EXERCISE AIM ▸
Copy all of the data below word for word, omitting the pictures.

RECORDED INFORMATION ▸
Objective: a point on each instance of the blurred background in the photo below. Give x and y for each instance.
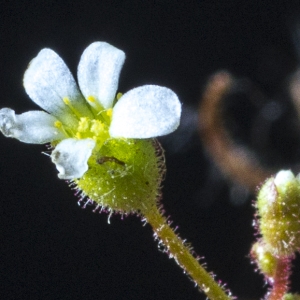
(53, 249)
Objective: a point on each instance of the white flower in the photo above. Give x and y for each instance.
(77, 121)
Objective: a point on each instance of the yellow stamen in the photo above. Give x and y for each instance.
(119, 95)
(91, 99)
(97, 127)
(109, 112)
(83, 124)
(57, 124)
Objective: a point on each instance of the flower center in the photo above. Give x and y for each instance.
(96, 128)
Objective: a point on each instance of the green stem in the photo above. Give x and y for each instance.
(183, 256)
(280, 284)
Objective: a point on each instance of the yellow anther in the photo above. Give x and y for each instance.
(119, 95)
(91, 98)
(57, 124)
(97, 127)
(66, 100)
(109, 112)
(83, 124)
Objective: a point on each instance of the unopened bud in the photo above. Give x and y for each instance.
(278, 205)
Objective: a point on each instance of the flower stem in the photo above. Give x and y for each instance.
(280, 283)
(182, 255)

SOLUTION FOR THIS TASK ▸
Objective: a point on each instance of the blurred background in the photo below. Give x and y for each instance.
(53, 249)
Objective: a point on each instance of the white flower in the photo above. Give x and y for each instance.
(77, 121)
Objective: a point on each instance of the yellow stamen in the photo above. Give x and y for each instance.
(119, 95)
(91, 99)
(97, 127)
(109, 112)
(83, 124)
(57, 124)
Objective: a point on each instance of the flower center in the photo above. Give x and y for each instance.
(96, 128)
Objective: a point on each instance of the green stem in the photo above. Give x and y for each instance.
(183, 256)
(280, 284)
Objective: a point on each instance of the yellow anther in the photo above. Give x and y for each instance.
(119, 95)
(91, 98)
(57, 124)
(97, 127)
(66, 100)
(109, 112)
(83, 124)
Objective: a point on each instance of the unopened bud in the photo above. Give x and y for each instance.
(278, 205)
Objective: a point on each instance of the flower stem in the photo above. Give x and y for each instance.
(280, 283)
(182, 255)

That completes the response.